Given records:
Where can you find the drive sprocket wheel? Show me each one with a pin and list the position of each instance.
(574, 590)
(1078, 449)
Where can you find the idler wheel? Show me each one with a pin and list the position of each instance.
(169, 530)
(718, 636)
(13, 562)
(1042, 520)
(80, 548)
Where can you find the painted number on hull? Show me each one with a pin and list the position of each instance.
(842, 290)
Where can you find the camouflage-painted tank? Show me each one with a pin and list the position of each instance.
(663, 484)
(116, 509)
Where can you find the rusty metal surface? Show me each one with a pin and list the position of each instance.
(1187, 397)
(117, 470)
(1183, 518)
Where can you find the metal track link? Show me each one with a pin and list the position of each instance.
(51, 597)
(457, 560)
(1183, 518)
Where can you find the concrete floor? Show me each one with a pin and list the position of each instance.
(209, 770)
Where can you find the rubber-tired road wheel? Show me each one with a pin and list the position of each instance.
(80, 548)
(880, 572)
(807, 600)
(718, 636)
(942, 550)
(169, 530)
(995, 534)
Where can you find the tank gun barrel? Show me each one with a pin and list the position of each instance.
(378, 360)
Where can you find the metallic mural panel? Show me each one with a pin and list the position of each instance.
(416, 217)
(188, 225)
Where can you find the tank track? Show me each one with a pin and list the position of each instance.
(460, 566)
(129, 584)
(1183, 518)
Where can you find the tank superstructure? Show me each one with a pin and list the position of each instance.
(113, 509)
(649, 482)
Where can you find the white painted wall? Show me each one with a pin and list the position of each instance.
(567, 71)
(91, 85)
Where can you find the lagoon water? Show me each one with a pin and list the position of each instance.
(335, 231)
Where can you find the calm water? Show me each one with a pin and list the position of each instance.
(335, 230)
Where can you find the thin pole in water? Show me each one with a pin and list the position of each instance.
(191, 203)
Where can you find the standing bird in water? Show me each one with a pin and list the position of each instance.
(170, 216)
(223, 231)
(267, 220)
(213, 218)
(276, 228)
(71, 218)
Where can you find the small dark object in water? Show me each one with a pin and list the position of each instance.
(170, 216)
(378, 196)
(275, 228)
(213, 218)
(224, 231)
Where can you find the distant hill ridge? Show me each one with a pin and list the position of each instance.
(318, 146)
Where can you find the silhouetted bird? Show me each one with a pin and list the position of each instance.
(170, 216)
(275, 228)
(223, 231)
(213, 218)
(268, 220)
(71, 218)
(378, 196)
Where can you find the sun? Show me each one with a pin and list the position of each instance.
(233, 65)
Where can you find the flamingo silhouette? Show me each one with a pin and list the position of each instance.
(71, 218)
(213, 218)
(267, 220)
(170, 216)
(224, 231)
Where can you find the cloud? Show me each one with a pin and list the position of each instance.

Request:
Can you render every line of the records above as a numbered list, leaving out any blank lines?

Answer for this exercise:
1. Where can you find the drive sprocket wheel? Show me each one with a pin and list the position of each instance.
2. (574, 590)
3. (1078, 449)
4. Where can you find the idler wheel? Show me each one with a pin and list the position of each instance.
5. (169, 530)
6. (718, 636)
7. (13, 562)
8. (1042, 520)
9. (80, 548)
10. Where can you find the painted number on hull? Show me each one with a pin and list the position of each instance.
11. (842, 290)
12. Where can you find the camouflage-painted tank? Show me each one with a pin and list the position of each instance.
13. (663, 484)
14. (116, 509)
15. Where can you find the rusty metal surface? Show me each one with a pin and list the position of each instance.
16. (1187, 397)
17. (117, 470)
18. (1183, 518)
19. Where can you find the metal track link? Show me each one with a pin and list the position of each instance.
20. (51, 597)
21. (457, 560)
22. (1183, 518)
23. Where can you find the concrete floor? Show me each one with a pin and list the position of each instance.
24. (209, 770)
25. Where can you find the rubber-tired road wheel? Show me each one with a pin and list the position of each instance.
26. (80, 548)
27. (880, 572)
28. (807, 600)
29. (718, 636)
30. (942, 550)
31. (169, 530)
32. (995, 534)
33. Where can you find the tank gun barrel? Show me each one with a pin and list the position of each instance.
34. (378, 360)
35. Where can you find the metallic mural panel? Show me each one with a pin and list the position of each instance.
36. (416, 217)
37. (188, 225)
38. Where can you find the tank track? Show me each one with a pin and list the position of each instance.
39. (460, 566)
40. (129, 584)
41. (1183, 518)
42. Where can you find the tank superstructure? Show me each one with a pin and list the position of each instance.
43. (113, 509)
44. (649, 482)
45. Where can you find the white painted wall? Show me each one with a pin and list the position of each instance.
46. (567, 71)
47. (91, 85)
48. Where can you find the lagoon water? Show me each one with a pin and list the position of each instance.
49. (335, 231)
50. Where can you find the calm water? Show me each one with a pin and list the position of each instance.
51. (335, 230)
52. Where can you find the thin pole in water? Show me each one with a pin and list the position of each instance.
53. (191, 203)
54. Where can you find the standing bird in water? Show me each one with a pin and list the position of each instance.
55. (170, 216)
56. (223, 231)
57. (267, 220)
58. (213, 218)
59. (276, 228)
60. (71, 218)
61. Where can you find the small dark object in water? Show me each one with a pin and list the position of each instance.
62. (170, 216)
63. (378, 196)
64. (275, 228)
65. (213, 218)
66. (224, 231)
67. Where can you find the distant hill ridge? Show me each one with a pin and list the position of each instance.
68. (318, 146)
69. Where can you find the silhouetted bird? Show me each one with a pin and list the position of each instance.
70. (170, 216)
71. (275, 228)
72. (223, 231)
73. (213, 218)
74. (268, 220)
75. (71, 218)
76. (378, 196)
77. Where can you find the sun? Show me each one with a pin and list the position of each instance.
78. (233, 65)
79. Where can you find the flamingo silhouette? Show me each one with a pin and list the position of each instance.
80. (71, 218)
81. (213, 218)
82. (267, 220)
83. (170, 216)
84. (224, 231)
85. Where can you find the cloud? Show me each one with a pin and list the position of each instance.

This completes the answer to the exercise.